And when it comes to anthocyanins, purple corn is king of the crop, according to Minnesota-based Suntava, which is doing a roaring trade in purple corn-based food ingredients, from natural food colors to cornmeal and corn syrup.
Suntava purple corn has an ORAC value (per 100g) of 10,800, whereas blueberries have 4,669
While ORAC scores should not be viewed in isolation - as in vitro measures of antioxidant capacity don’t tell us a great deal about how phytonutrients confer health benefits in vivo - they are a good indicator of the free-radical busting potential of foods.
And purple corn blows pretty much everything else out of the ballpark, says Suntava director of business development Terry Howell.
“Suntava purple corn has an ORAC value (per 100g) of 10,800, whereas blueberries have 4,669. It also has a far higher ORAC score than other corn varieties, 15 – 20% more of the eight essential amino acids found in yellow corn and four times the level of anthocyanins in blue corn.”
New research shows purple corn could have potential vs heart disease, diabetes and colon cancer
However, rat studies have also demonstrated its potential to tackle low-grade inflammation (as evidenced by its positive effects on pro-inflammatory markers); reduce the oxidation of lipids in the blood; and positively impact blood glucose levels.
There is also some exciting new research on purple corn's effects on human colon cancer cells, said Howell, who is promoting Suntava purple corn as ‘nature’s healthiest, highest antioxidant corn’ with ‘twice the antioxidant power of blueberries’.
For example, Dr Monica Giusti, assistant professor of food science at Ohio State University, has conducted research on several anthocyanin-rich extracts on human colon cancer cells grown in the laboratory, and found that purple corn is the most potent, in that it took the least amount of extract (14 micrograms per milliliter of cell growth solution) to cut cell numbers in half, said Howell.
Consumer messaging: Purple foods are good for you
While the average consumer is probably blissfully unaware of the potential health benefits of purple corn, shoppers are starting to buy into the ‘purple foods are healthy foods’ message, said Howell, who contracts with growers in the US to grow non-GMO purple corn unusually high in anthocyanins to Suntava’s specifications.
::::
**PROBLEMS TO WORK ON:**
1. Please output the portion of the purple corn article between "And when it" and "development Terry Howell.", inclusive, word for word.
2. Carry the purple corn article forward from its last sentence with the passage that comes next.
::::
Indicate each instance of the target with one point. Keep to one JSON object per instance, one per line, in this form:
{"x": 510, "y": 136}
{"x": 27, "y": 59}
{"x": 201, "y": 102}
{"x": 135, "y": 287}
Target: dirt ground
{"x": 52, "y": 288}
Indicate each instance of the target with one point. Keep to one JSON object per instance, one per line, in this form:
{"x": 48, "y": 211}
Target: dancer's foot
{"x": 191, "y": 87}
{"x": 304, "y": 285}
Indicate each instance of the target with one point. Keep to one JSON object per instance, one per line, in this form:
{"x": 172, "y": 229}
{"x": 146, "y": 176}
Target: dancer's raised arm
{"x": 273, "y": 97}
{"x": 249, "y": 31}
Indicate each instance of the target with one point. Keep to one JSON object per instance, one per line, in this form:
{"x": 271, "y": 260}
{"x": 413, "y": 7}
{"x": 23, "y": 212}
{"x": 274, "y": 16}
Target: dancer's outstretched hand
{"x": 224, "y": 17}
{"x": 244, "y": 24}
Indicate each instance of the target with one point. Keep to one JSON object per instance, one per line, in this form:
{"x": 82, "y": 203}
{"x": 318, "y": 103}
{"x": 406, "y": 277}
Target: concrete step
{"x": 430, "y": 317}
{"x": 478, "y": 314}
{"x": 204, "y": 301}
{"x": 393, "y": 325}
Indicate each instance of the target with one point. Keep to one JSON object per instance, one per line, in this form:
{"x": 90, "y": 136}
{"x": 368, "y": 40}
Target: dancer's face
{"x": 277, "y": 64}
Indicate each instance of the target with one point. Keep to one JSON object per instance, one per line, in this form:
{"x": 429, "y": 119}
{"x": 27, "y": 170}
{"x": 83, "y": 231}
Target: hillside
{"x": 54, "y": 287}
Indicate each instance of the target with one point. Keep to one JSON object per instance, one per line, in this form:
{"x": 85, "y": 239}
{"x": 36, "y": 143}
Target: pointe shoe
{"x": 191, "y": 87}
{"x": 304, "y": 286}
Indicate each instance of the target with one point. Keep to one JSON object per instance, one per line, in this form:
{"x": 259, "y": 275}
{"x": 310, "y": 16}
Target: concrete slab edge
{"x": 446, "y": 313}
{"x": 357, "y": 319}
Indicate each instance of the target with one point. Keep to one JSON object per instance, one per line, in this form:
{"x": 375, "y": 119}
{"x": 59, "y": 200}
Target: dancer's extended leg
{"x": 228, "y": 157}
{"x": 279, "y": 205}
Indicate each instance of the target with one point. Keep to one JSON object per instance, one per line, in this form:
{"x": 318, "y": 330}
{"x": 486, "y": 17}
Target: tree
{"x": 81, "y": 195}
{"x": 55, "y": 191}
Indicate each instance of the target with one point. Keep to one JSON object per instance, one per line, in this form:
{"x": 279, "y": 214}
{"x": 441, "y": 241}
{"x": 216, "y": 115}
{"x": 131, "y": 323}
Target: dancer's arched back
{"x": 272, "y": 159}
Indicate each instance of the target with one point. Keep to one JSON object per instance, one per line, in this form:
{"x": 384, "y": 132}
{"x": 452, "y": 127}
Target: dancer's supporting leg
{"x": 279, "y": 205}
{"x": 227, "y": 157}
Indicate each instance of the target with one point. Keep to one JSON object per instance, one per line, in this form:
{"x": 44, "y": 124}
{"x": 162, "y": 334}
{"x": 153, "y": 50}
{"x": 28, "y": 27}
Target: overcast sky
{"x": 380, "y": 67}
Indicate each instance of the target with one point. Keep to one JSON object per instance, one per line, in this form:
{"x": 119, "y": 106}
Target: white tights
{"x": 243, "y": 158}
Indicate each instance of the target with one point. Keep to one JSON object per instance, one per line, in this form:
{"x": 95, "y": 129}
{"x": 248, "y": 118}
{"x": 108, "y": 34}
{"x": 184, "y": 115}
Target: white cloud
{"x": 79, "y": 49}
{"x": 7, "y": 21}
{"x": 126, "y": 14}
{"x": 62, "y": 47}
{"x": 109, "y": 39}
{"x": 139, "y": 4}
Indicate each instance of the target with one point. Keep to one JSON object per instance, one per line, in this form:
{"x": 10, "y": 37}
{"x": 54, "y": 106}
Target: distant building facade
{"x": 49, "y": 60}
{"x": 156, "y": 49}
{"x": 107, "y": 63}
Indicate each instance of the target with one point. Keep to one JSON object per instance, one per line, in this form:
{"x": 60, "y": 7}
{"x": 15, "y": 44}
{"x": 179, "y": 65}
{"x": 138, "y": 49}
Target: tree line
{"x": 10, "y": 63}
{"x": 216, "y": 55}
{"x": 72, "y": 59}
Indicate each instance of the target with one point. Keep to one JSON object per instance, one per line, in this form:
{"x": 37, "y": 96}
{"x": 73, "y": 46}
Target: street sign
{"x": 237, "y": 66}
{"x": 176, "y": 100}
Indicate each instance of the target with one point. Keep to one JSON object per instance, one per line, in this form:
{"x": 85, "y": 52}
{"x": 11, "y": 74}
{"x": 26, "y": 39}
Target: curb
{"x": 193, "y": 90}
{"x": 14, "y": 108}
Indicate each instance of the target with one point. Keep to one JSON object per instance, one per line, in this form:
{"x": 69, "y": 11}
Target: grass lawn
::::
**YOUR WRITTEN ANSWERS:**
1.
And when it comes to anthocyanins, purple corn is king of the crop, according to Minnesota-based Suntava, which is doing a roaring trade in purple corn-based food ingredients, from natural food colors to cornmeal and corn syrup.
Suntava purple corn has an ORAC value (per 100g) of 10,800, whereas blueberries have 4,669
While ORAC scores should not be viewed in isolation - as in vitro measures of antioxidant capacity don’t tell us a great deal about how phytonutrients confer health benefits in vivo - they are a good indicator of the free-radical busting potential of foods.
And purple corn blows pretty much everything else out of the ballpark, says Suntava director of business development Terry Howell.

2.
“Dr. James Joseph, a neuroscientist at the USDA Human Nutrition and Research Center on Aging at Tufts University and co-author of a book called 'The Color Code: A Revolutionary Eating Plan for Optimal Health' said: ‘If I could eat only one color per day, it would be purple’.”
Meanwhile, the ‘ancient grain’ message also resonates with consumers, he said, pointing out that purple corn was widely grown and consumed in South America more than 2,000 years ago, and is still widely cultivated in Peru.
“It was a staple of the ancient Mayan and Aztec empires.”
‘Fantastic’ feedback at Expo West for purple corn syrup
Suntava, which initially focused on bringing natural colors from purple corn to market as a replacement for synthetic dye Red 40, has since expanded into purple corn meal, which is used in everything from tortilla chips to snack bars, sourdough, cereals and cakes.
It is also looking at commercializing a purple corn syrup and concentrated ingredients for the nutraceutical market, says Howell.
“I’ve just been walking the floor at Expo West and had fantastic feedback for the purple corn syrup. It’s got a sweet and tangy taste and works really well in blueberry granola bars, confectionery, beverages, jams and jellies and smoothies.
"It's also non-GMO, which is becoming increasingly important."
While some firms are interested in the novelty factor (purple snacks), others have really homed in on the antioxidant message, says Howell, notably Axium Foods, which recently announced that its multi-grain Mystic Harvest tortilla chips (pictured left) made with Suntava’s purple corn are being carried by Costco’s Midwest Division.